> [GIVEN PASSAGE]:
============

Lounge access and free checked bags for FF of AA would be a great advantage for this card  We don't fly AA at all because they have so few flights out of Denver.  If I want to go to Texas, those are NS, but the others are stops in Texas and MDW and various other airports.  I cannot use the card but would get it if we flew AA.


----------



## LisaH (Jan 25, 2014)

rickandcindy23 said:


> I copied and pasted this information from Million Mile Secrets.  It's Daraius and Emily who own the site, and they get commission when people click on the links they provide, but this link is to PointsGuy.  I only watch the site and don't benefit in any way from any links there.
> 
> Lounge access and free checked bags for FF of AA would be a great advantage for this card  We don't fly AA at all because they have so few flights out of Denver.  If I want to go to Texas, those are NS, but the others are stops in Texas and MDW and various other airports.  I cannot use the card but would get it if we flew AA.

============

Object location annotation data:
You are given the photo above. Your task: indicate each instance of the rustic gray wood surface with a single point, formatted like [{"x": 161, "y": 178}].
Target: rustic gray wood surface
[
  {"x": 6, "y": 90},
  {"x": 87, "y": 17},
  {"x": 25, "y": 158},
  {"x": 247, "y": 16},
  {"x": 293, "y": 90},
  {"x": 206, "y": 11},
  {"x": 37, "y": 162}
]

============

> [TASK PROMPT]: In the forum excerpt, who owns the Million Mile Secrets site?

> [THE COMPLETED TASK]: Daraius and Emily.